## [AUSGEWÄHLTER TEXTABSCHNITT]
+++

Mein Urgroßvater wurde im Ersten Weltkrieg als Soldat schon 1914 vermisst gemeldet. Ich habe von ihm nicht mehr als ein Foto in Uniform geerbt. Auf der Rückseite ist in seiner Handschrift der Satz: „Zum Andenken an Deinen Freund Franz Klier”. Mein Uropa Franz war wie der in Worms geborene Komponist Rudi Stephan Jahrgang 1887. Stephan bekam 1915 an der Front eine Kugel durch den Kopf. Er hatte im Jahr davor seine einzige Oper Die ersten Menschen vollendet, zur Uraufführung kam es erst 1920. Nach einigen keuschen Produktionen mit einschneidenden Eingriffen wurde erst 1998 die Originalpartitur zum ersten Mal wieder konzertant aufgeführt. Die Niederländische Oper brachte diese Version nun beim Holland Festival in Amsterdam auch auf die Bühne.
Aber auch diesmal gab es große Beschränkungen. Durch die geltenden Regeln zur Eindämmung des Coronavirus konnte das Koninklijke Concertgebouworkest in der von der Partitur geforderten großen Besetzung nicht im Orchestergraben spielen. Die auf den ersten Blick visuell starke Position in einer Amphitheateraufstellung hinter der Bühne hatte leider auch gravierende Nachteile: Das Orchester war akustisch weniger präsent und sein Klang mischte sich nicht ideal mit dem der vier hervorragenden Sänger. Der schwerwiegendste Mangel an dieser Aufstellung war jedoch, dass Dirigent Francois-Xavier Roth, Opernchef in Köln, das Dirigieren der Sänger seinem Assistenten Aldert Vermeulen überlassen musste. Obwohl Vermeulen Roths Tempi von einem Bildschirm fleckenlos übersetzte, mussten die Sänger vollständig ohne direkte musikalische Impulse des Maestro ihren Weg durch die anspruchsvolle spätromantische Partitur finden. Als wäre das noch nicht schwierig genug, war zusätzlich das ambitionierte Regiekonzept von Calixto Bieito für alle vier Sänger ein buchstäblicher Drahtseilakt.
So muss Sopran Annette Dasch in Stilettohacken auf einem Tisch voll zermatschten Obsts und verstreuter Blumenerde ihr Gleichgewicht bewahren und zugleich eine verwirrend-verführerische Mutter und enttäuschte Ehefrau spielen. Und das in der aufgeheizten Atmosphäre eines erotischen Mysterium, so lautet nämlich der Untertitel, den Librettist Otto Borngräber seinem 1909 uraufgeführtem Schauspiel gegeben hatte. Dasch sang nahezu makellos, und sie machte darüber hinaus ihrer Rolle als Männerschmiedender Urmutter alle Ehre.
Bieitos Regiekonzept sprüht von Ideenreichtum. Der amerikanische Bariton Kyle Ketelsens ist als Adahm der perfekt ausstaffierte Erfolgsmanager (Kostüme Ingo Krügler), der zu sehr von seiner Arbeit absorbiert ist, um sich noch leidenschaftlich für seine Frau zu interessieren. Als gefühlsverarmter Patriarch observiert er seine Gattin und folgt ihr meist apathisch unwillig, ohne selbst positive Akzente zu setzen.

+++

Daten zur Verortung referenzieller Ausdrücke
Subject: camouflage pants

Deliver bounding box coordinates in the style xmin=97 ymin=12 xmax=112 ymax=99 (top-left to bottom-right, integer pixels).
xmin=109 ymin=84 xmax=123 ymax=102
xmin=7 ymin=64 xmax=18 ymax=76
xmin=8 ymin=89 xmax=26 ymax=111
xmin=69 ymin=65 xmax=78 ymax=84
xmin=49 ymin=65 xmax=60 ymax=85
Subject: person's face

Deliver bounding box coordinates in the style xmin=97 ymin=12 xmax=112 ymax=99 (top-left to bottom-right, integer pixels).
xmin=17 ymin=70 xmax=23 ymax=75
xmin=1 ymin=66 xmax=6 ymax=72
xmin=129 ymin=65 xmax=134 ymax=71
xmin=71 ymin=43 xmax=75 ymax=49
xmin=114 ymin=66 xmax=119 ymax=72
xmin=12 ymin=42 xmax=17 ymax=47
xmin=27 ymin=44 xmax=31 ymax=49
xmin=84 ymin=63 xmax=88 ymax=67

+++

## [ZU ERLEDIGENDE AUFGABEN]
a: In welchem Jahr wurde die Originalpartitur laut dem Textabschnitt zum ersten Mal wieder konzertant aufgeführt?
b: Drucken Sie den Textabschnitt von „So muss Sopran“ bis „Urmutter alle Ehre.“ wortgetreu ab.
Die Datensätze sind eigenständiges Material und gehören nicht zum Textabschnitt.

## [ANTWORTEN]
a: 1998.

b:
So muss Sopran Annette Dasch in Stilettohacken auf einem Tisch voll zermatschten Obsts und verstreuter Blumenerde ihr Gleichgewicht bewahren und zugleich eine verwirrend-verführerische Mutter und enttäuschte Ehefrau spielen. Und das in der aufgeheizten Atmosphäre eines erotischen Mysterium, so lautet nämlich der Untertitel, den Librettist Otto Borngräber seinem 1909 uraufgeführtem Schauspiel gegeben hatte. Dasch sang nahezu makellos, und sie machte darüber hinaus ihrer Rolle als Männerschmiedender Urmutter alle Ehre.